Problem statement
Every line from the line containing "Every instance of the grass field gets" through the final line of the data is to be printed exactly; no other line is to appear.

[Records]
-=-=-
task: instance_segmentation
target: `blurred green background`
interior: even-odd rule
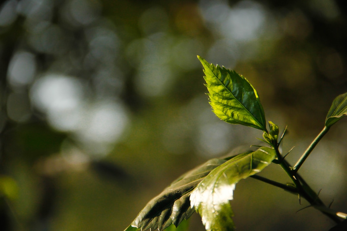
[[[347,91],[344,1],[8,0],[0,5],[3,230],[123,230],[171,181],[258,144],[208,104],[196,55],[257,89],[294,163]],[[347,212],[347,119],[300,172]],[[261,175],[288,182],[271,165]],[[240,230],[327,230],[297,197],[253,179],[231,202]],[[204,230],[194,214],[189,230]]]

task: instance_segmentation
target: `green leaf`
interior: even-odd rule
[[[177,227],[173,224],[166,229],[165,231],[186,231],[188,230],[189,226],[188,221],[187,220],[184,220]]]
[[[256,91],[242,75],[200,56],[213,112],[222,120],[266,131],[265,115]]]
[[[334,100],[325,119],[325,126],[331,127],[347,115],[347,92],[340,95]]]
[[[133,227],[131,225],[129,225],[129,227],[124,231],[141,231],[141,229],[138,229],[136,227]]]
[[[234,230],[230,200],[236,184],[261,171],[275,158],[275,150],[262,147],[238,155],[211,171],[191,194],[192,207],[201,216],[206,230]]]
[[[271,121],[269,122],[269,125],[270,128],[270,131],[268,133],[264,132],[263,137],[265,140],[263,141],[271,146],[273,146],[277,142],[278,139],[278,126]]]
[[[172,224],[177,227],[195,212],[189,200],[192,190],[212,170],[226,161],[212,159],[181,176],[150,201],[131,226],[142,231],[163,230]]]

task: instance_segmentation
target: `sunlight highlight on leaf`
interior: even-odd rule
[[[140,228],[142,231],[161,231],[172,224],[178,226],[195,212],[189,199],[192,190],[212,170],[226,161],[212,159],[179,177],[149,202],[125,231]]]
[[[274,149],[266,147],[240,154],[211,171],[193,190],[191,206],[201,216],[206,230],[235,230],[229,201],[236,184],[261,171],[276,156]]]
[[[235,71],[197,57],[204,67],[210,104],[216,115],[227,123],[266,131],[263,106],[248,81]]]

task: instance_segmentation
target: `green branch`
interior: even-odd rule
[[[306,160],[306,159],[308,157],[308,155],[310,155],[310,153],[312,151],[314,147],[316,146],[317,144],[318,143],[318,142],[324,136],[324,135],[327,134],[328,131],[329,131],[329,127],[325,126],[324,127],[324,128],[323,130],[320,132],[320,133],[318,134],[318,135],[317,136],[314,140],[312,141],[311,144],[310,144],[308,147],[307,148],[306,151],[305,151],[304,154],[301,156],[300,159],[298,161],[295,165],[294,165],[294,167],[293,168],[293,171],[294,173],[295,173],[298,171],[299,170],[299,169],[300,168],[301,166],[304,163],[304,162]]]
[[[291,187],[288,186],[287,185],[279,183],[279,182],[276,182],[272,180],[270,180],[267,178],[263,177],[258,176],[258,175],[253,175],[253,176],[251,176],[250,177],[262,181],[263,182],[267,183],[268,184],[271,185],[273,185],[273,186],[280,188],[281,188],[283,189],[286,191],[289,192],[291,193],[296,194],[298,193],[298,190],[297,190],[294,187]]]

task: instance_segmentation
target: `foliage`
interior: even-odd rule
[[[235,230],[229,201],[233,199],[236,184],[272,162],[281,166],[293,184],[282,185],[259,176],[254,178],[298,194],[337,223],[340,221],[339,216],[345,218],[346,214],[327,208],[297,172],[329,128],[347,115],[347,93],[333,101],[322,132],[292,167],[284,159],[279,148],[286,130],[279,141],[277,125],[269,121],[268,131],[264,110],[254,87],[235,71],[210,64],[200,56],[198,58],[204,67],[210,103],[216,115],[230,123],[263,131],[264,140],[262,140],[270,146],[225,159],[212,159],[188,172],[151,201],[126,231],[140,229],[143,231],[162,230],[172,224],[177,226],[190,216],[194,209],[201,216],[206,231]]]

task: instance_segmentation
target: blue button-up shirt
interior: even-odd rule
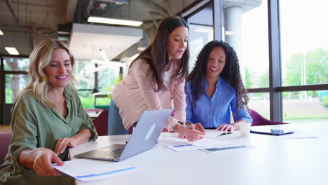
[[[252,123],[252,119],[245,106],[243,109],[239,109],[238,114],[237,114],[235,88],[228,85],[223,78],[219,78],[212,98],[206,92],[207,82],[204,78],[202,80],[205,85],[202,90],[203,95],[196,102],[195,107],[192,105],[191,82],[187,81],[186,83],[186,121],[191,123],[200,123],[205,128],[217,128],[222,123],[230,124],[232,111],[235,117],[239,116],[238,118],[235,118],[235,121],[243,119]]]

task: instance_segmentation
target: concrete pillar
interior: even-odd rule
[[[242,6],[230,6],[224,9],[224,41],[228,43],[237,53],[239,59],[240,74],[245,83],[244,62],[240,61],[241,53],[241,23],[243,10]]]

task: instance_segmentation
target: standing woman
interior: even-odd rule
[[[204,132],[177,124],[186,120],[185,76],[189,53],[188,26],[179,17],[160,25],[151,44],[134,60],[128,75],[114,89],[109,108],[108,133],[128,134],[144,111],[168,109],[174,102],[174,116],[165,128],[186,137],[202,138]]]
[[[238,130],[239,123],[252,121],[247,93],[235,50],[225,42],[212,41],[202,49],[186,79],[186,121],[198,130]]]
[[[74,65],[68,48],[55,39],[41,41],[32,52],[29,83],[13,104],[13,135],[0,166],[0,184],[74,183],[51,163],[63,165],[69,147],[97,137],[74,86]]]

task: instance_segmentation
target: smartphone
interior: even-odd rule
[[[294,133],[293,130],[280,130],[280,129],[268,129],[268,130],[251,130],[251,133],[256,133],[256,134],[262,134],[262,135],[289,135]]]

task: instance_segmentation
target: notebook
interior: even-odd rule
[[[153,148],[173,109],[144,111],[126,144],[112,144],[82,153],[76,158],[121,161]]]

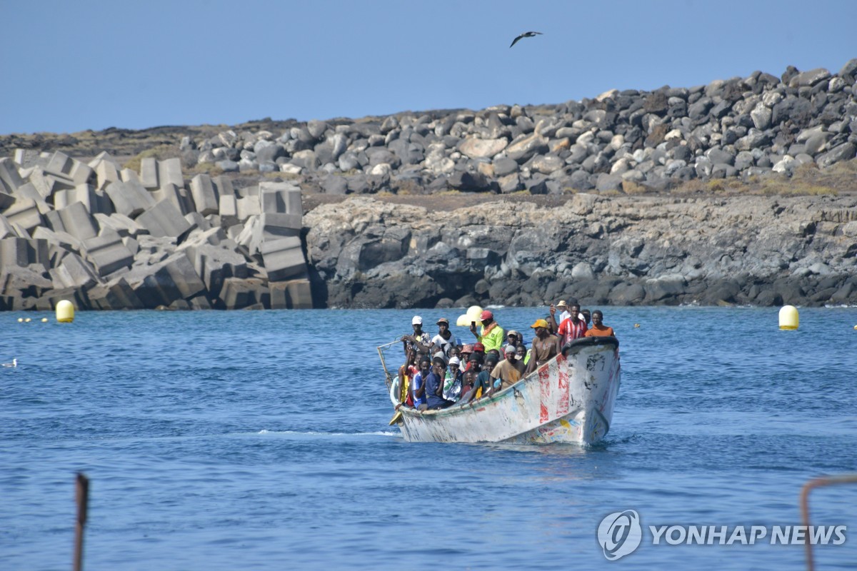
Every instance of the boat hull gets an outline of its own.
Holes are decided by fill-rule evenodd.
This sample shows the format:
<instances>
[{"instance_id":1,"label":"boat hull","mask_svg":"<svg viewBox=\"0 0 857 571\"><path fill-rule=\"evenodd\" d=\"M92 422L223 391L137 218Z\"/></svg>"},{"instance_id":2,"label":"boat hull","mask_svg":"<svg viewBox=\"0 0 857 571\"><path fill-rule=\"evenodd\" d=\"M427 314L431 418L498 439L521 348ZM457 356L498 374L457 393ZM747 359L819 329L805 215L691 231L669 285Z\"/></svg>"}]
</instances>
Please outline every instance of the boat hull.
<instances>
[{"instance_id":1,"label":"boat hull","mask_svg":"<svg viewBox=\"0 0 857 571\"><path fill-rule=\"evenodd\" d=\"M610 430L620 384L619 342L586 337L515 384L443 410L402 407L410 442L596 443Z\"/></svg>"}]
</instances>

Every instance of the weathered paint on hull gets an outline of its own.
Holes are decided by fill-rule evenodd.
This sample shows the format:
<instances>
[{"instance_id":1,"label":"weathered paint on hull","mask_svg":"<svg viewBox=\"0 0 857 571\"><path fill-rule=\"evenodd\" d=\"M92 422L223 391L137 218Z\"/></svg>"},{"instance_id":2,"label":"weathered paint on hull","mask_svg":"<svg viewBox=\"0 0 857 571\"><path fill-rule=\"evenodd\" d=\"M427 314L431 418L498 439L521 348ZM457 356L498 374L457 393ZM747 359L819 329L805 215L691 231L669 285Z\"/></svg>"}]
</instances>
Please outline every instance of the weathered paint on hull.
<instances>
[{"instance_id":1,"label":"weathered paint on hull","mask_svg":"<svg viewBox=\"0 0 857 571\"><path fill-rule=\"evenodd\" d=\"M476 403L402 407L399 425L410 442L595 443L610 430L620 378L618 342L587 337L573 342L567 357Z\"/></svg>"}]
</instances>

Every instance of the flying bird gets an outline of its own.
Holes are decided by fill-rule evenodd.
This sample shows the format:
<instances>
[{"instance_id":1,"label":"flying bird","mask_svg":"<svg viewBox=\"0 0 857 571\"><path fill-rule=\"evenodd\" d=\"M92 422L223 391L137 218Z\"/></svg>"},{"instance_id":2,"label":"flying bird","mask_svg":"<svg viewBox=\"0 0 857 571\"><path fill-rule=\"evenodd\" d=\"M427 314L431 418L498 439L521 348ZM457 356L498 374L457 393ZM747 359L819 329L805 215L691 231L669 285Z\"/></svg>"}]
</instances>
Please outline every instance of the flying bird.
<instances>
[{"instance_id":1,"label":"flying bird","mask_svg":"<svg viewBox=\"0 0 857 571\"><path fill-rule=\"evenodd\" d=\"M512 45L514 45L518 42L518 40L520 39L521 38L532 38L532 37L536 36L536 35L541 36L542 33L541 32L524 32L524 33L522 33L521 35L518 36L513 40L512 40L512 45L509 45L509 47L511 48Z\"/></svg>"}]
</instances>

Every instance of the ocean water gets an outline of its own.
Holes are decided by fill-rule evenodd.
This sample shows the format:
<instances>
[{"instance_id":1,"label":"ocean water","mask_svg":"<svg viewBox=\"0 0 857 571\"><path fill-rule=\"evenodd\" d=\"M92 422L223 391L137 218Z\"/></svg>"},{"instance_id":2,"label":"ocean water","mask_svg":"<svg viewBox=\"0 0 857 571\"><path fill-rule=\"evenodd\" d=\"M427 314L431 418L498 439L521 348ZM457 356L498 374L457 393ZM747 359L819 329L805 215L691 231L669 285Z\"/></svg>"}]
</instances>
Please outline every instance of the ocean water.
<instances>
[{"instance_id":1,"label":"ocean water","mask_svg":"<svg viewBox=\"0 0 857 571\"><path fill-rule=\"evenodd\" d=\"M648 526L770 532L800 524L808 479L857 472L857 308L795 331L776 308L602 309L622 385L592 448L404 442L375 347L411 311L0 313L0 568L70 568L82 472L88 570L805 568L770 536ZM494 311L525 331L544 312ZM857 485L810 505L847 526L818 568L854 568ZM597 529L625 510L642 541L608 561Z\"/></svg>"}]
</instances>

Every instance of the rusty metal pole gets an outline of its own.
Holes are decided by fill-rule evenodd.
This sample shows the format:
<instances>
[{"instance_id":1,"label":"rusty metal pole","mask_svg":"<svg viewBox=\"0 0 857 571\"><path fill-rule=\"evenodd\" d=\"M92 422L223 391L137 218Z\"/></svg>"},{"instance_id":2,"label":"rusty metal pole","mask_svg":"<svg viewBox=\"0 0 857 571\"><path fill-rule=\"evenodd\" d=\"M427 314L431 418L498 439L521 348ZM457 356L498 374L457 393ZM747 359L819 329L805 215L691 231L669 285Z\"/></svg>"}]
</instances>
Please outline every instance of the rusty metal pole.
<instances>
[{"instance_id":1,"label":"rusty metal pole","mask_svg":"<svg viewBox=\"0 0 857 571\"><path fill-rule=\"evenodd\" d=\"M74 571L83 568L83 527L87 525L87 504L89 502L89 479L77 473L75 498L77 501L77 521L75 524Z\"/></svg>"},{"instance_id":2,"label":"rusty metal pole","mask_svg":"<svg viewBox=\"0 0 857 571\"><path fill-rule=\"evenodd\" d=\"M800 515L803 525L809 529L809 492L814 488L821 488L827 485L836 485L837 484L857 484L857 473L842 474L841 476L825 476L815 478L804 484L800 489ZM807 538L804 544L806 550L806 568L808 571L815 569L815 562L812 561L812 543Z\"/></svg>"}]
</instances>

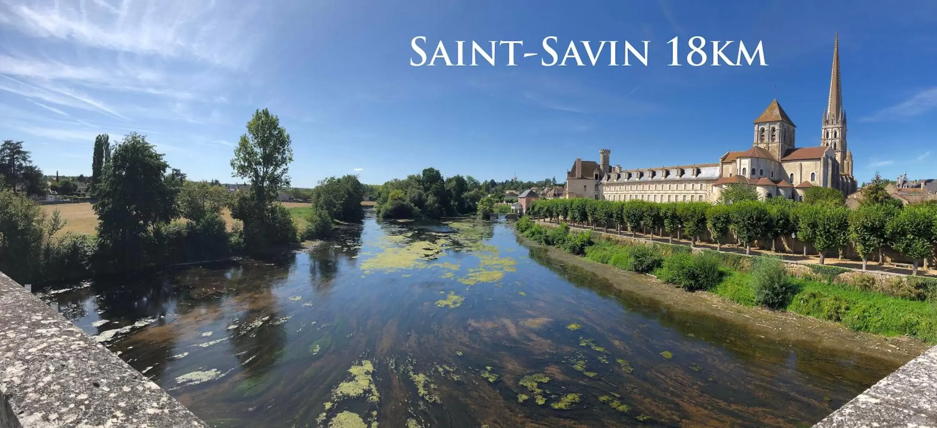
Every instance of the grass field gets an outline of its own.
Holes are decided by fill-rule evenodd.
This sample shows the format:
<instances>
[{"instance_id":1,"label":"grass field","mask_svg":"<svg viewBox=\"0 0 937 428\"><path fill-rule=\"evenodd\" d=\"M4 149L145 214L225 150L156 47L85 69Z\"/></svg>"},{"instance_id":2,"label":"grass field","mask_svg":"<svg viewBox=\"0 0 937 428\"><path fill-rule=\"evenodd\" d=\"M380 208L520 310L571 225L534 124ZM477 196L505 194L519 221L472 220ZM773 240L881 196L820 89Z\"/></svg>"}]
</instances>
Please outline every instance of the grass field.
-=-=-
Task response
Every instance of the grass field gets an outline of its own.
Holes are decided by fill-rule evenodd.
This sample shows the format:
<instances>
[{"instance_id":1,"label":"grass field","mask_svg":"<svg viewBox=\"0 0 937 428\"><path fill-rule=\"evenodd\" d=\"M4 149L145 214L225 150L156 47L85 69Z\"/></svg>"},{"instance_id":2,"label":"grass field","mask_svg":"<svg viewBox=\"0 0 937 428\"><path fill-rule=\"evenodd\" d=\"M380 208L520 310L571 225L534 124ZM477 196L505 194L519 221L472 220ZM773 240L881 196L820 89Z\"/></svg>"}]
</instances>
Please outline every instance of the grass field.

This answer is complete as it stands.